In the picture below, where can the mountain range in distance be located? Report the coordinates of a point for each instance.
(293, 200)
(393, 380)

■ ■ ■ ■

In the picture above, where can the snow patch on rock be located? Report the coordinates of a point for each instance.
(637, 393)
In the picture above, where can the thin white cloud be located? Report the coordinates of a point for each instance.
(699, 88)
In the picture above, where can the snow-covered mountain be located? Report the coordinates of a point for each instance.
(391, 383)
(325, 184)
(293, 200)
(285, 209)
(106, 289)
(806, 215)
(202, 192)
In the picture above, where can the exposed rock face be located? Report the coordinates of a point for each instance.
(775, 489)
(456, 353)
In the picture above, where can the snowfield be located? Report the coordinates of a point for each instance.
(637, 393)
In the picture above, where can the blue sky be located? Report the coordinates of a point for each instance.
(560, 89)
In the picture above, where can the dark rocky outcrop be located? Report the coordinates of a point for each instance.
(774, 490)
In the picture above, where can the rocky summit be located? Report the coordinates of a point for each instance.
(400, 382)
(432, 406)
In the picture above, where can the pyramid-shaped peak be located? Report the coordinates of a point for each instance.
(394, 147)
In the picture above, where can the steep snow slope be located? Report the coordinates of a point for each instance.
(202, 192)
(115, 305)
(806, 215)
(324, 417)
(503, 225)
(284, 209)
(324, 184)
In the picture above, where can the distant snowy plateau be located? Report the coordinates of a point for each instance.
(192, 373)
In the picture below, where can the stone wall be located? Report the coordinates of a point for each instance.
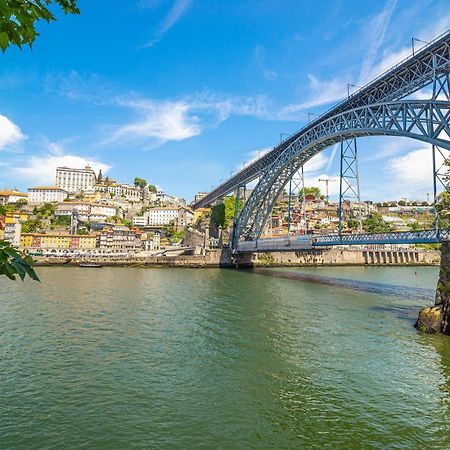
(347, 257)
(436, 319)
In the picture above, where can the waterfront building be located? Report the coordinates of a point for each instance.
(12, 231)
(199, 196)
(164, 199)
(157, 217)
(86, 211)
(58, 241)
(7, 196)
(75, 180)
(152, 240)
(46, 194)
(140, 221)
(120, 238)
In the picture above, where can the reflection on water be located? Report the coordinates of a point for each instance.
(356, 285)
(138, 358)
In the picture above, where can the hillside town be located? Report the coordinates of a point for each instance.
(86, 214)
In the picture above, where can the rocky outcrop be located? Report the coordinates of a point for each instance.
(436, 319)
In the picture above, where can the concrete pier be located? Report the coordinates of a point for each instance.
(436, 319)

■ ■ ■ ■

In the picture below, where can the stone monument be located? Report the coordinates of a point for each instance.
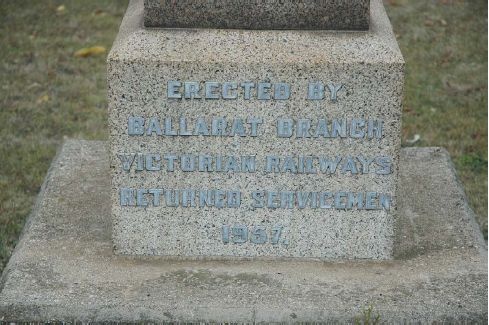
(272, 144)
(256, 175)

■ ■ ■ ■

#### [What you should do]
Pick out each line in the records above that contains the word "stone".

#### [Exercise result]
In the picture below, where can the stone wall be located? Report the coordinates of a point for each instance.
In the picture below, where can the stone monument be located? Report the coordinates of a point for each instance.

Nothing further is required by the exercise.